§ Exercise goal:
Tally the lines in the data below that contain the string "green", matching case exactly, and give only the number.

§ Dataset extract:
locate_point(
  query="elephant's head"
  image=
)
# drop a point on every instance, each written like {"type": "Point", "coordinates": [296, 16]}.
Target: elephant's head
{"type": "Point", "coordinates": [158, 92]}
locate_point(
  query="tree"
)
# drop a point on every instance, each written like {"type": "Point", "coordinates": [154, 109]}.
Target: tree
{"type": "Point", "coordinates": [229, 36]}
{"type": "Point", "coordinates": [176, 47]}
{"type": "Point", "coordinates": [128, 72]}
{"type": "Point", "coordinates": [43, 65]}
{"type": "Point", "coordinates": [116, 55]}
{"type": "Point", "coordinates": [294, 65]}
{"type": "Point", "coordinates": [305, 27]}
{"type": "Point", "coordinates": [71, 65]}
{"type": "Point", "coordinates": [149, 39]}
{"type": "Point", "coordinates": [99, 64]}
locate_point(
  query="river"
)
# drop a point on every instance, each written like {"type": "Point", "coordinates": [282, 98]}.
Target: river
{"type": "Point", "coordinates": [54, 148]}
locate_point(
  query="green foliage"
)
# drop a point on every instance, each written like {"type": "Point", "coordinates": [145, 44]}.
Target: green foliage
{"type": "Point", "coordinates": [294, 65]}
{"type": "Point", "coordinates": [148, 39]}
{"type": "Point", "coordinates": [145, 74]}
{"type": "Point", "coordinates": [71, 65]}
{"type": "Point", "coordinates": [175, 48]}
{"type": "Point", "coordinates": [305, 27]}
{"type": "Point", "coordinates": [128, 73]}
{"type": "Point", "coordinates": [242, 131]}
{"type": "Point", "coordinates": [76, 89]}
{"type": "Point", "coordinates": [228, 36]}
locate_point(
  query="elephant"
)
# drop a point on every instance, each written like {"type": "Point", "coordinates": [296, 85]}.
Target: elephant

§ Worked solution:
2